→ **PROBLEMS AND TASKS**:
A. According to the Naga King Chilli heat text, which two compounds account for about 90% of a chilli's pungency?
B. Pick up the Naga King Chilli text after its final sentence and carry it forward.

→ **DOCUMENT EXTRACT**:
BEGIN

Naga King Chilli Heat

The heat of chillies is due to the presence of a group of seven closely related compounds called capsainoids, but capsaicin (8-methyl-N-vanillyl-6-nonenamide) and dihydrocapsaicin are responsible for approximately 90% of the pungency. The Naga Morich has a high percent of these two compounds.

Currently original Naga King Chilli seeds are scarce, and Naga seeds with proven provenance are even scarcer still. Our Naga King Chilli seeds come from certificated germination and heat tested stock. (Capsicum chinense Jacq) Seed Origin Nagaland

Tim74

52 posts

71 months

[news] 
Thursday 27th January 2011 quote quote all
It's the one variety I've stopped growing commercially this year. I'll need around 50 kilos of dried naga this year, which equates to around 250 kilos of fresh naga, and not only do I not have the room to grow that quantity of naga plants, it seems to be becoming a finicky plant to grow here, at least on a commercial scale.

It needs a very long season - lots of UK growers reported last year that much of their crop didn't ripen, due to the lack of light in spring, a late frost in May and then early frosts in October.

END

→ **RECORDED INFORMATION**:

BEGIN

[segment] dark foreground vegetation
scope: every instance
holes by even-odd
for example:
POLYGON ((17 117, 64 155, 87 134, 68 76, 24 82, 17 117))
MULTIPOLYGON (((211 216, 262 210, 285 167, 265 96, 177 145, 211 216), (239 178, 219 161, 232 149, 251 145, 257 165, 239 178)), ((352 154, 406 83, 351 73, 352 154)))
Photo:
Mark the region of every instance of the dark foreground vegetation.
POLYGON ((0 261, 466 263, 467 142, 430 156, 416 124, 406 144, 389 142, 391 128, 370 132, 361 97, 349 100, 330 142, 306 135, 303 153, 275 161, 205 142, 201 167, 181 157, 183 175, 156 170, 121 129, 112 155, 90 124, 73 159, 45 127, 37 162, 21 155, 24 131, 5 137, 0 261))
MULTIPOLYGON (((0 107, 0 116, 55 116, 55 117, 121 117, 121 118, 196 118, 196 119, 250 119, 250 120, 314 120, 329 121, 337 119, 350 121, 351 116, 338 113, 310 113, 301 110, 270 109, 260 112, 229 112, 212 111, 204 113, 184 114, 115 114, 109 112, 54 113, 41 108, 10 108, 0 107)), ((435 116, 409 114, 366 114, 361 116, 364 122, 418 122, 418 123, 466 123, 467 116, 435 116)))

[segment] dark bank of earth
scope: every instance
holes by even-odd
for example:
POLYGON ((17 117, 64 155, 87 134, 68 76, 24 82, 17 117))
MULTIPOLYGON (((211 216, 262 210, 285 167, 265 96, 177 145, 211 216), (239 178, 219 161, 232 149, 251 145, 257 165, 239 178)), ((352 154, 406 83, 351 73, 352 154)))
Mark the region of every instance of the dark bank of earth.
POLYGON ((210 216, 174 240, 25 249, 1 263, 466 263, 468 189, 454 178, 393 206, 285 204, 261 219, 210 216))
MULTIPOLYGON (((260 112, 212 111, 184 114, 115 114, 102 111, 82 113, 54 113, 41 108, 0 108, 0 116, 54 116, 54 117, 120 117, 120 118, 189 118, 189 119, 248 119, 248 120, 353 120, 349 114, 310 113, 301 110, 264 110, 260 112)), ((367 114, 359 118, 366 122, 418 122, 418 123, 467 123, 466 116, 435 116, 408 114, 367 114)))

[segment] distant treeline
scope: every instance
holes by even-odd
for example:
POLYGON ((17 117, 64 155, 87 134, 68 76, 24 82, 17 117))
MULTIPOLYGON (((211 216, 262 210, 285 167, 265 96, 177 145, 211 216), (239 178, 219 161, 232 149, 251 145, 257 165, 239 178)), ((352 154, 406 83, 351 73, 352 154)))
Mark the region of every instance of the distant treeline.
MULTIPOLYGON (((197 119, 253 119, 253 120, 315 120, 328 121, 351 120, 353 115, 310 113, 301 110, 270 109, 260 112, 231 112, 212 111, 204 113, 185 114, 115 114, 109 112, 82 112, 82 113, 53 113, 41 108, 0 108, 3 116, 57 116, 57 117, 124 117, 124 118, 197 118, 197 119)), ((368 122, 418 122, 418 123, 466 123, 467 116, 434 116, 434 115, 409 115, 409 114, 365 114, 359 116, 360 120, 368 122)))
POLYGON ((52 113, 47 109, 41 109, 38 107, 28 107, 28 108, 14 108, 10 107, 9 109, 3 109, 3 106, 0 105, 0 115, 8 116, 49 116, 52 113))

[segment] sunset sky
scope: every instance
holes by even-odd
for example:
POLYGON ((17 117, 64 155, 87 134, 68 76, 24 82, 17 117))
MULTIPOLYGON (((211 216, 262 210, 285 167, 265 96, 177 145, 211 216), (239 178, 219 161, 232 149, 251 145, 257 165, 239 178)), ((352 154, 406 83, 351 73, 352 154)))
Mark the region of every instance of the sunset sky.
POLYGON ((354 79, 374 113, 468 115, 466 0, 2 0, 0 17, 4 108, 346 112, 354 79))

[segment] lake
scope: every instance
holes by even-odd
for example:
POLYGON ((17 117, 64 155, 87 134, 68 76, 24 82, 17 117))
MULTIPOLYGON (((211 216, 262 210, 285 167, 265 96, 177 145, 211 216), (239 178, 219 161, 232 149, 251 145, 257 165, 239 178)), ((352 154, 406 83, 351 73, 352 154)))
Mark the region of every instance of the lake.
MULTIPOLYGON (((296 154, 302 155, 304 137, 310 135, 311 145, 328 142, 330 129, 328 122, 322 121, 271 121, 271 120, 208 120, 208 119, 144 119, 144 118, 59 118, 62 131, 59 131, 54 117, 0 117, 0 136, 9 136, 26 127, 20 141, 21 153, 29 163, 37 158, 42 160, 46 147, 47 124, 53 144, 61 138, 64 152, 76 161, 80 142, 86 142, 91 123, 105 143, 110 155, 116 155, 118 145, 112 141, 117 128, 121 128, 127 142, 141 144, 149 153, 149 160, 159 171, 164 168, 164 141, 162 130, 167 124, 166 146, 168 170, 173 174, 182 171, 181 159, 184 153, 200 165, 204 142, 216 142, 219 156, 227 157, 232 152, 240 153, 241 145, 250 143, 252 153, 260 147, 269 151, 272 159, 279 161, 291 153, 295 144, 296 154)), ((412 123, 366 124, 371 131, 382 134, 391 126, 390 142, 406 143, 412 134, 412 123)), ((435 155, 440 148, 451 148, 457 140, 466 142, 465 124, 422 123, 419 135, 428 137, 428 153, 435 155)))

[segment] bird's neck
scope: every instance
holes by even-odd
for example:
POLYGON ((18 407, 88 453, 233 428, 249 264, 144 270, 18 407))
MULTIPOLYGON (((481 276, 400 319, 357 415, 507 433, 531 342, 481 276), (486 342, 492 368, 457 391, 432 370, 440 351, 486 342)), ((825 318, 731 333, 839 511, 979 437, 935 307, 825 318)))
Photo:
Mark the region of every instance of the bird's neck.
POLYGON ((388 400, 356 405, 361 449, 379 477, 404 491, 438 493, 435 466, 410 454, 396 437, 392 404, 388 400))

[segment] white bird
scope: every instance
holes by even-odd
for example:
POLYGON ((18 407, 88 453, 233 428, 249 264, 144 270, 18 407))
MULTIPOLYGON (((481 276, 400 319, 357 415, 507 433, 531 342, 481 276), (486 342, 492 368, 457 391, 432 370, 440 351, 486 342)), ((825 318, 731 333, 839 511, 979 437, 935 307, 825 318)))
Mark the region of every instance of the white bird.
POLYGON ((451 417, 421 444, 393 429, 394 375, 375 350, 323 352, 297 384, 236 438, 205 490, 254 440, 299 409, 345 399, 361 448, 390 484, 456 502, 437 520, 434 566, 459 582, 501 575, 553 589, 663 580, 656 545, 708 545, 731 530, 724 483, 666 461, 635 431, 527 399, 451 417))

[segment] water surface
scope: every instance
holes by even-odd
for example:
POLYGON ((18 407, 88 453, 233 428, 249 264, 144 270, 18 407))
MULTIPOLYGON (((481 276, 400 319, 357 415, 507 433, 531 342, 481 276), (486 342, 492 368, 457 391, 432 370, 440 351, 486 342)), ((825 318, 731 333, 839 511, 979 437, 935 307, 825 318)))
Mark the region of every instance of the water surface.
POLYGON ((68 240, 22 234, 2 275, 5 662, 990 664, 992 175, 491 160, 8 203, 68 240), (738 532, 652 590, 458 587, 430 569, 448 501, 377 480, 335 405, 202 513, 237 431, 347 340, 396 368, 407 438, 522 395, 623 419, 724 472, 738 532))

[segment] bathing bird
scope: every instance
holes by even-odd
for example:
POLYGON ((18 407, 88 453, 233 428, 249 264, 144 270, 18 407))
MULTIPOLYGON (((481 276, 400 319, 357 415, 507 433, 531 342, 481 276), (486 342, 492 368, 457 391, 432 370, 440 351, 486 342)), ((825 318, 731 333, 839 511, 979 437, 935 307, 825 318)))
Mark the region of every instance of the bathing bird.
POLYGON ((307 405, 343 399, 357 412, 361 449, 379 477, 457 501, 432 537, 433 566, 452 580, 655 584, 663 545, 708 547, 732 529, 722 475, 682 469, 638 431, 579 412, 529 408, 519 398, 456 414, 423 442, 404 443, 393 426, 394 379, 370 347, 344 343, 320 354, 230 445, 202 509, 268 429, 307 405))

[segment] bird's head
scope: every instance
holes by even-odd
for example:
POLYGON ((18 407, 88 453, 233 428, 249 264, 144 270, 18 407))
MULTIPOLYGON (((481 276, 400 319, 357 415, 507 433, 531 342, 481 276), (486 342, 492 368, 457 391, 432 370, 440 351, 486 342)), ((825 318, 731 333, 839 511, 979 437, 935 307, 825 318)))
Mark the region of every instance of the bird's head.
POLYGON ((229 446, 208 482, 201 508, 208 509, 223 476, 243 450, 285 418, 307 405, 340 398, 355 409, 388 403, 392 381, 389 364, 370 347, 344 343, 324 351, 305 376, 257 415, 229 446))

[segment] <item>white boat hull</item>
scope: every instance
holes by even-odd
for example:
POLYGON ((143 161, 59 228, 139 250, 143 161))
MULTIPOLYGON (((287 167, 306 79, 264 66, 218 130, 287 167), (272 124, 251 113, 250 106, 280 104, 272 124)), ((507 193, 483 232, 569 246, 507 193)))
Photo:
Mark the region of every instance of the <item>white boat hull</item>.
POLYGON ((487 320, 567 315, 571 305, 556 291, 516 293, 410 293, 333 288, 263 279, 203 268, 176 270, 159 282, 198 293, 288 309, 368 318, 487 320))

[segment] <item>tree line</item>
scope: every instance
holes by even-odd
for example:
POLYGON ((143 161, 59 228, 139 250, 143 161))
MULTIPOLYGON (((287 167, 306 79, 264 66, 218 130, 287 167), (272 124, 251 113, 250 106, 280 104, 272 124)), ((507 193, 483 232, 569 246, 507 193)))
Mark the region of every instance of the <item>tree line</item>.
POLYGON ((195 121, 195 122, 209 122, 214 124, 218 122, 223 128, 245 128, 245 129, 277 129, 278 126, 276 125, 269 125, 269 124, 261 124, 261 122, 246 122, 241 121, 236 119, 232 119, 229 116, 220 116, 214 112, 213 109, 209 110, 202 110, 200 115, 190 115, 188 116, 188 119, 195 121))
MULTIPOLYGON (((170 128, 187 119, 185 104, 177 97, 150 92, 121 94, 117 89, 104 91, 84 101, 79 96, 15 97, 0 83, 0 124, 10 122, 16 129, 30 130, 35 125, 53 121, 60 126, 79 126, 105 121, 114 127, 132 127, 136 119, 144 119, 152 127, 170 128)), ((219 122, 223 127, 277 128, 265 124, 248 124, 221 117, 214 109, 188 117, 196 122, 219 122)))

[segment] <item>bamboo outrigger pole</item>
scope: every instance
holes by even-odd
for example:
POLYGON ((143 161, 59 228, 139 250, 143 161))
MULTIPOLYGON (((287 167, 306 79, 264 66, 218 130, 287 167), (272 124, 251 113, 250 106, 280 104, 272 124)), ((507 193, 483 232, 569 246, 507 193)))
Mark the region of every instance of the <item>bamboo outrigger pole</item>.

END

→ **PER-TASK OUTPUTS**:
A. Capsaicin (8-methyl-N-vanillyl-6-nonenamide) and dihydrocapsaicin.

B.
Seeds need to be sown now. You can germinate at 23c - 25c, but I germinate at 28c. Germinating at the lower temps will give you more plants, but the seeds will probably germinate erratically. Higher temps give you less plants, but germination will occur more or less at the same time. The latter is preferable in my case because I want to deal with potting on seedlings all at the same time as once the seeds have germinated, the temp has to be lowered to around 20c.

If you sow now at 28c, you should see germination in 10 - 14 days. It'll be a bit longer if you sow at the lower temp. Pot the seedlings on slowly to begin with. First size pot for individual plants with two sets of true leaves would be a 7cm x 7cm x 8cm for me. Then into a one litre pot around late March, where they would stay until planting out in the ground inside polytunnels during the second week of May. If growing in pots in a glasshouse or on a patio, aim for a final pot size of ten litres, no smaller. I keep some stock plants in pots and these go from the one litre into a three litre in May and then into the ten litre in June.

I don't see any ripe fruit on nagas until early September, but further south it can be early/mid August. Good luck!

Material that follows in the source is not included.